## TASK INSTRUCTIONS
Format the records below as a JSON list of strings, with one string for each line and no blank lines.

## EXERCISE DATA
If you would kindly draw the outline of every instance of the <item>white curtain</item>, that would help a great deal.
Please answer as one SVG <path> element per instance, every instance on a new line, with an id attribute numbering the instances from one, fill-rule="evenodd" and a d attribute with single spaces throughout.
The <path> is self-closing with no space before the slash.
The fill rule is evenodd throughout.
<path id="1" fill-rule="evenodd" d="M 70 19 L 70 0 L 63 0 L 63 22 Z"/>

## COMPLETED TASK
[
  "If you would kindly draw the outline of every instance of the <item>white curtain</item>, that would help a great deal.",
  "Please answer as one SVG <path> element per instance, every instance on a new line, with an id attribute numbering the instances from one, fill-rule=\"evenodd\" and a d attribute with single spaces throughout.",
  "The <path> is self-closing with no space before the slash.",
  "The fill rule is evenodd throughout.",
  "<path id=\"1\" fill-rule=\"evenodd\" d=\"M 70 19 L 70 0 L 63 0 L 63 22 Z\"/>"
]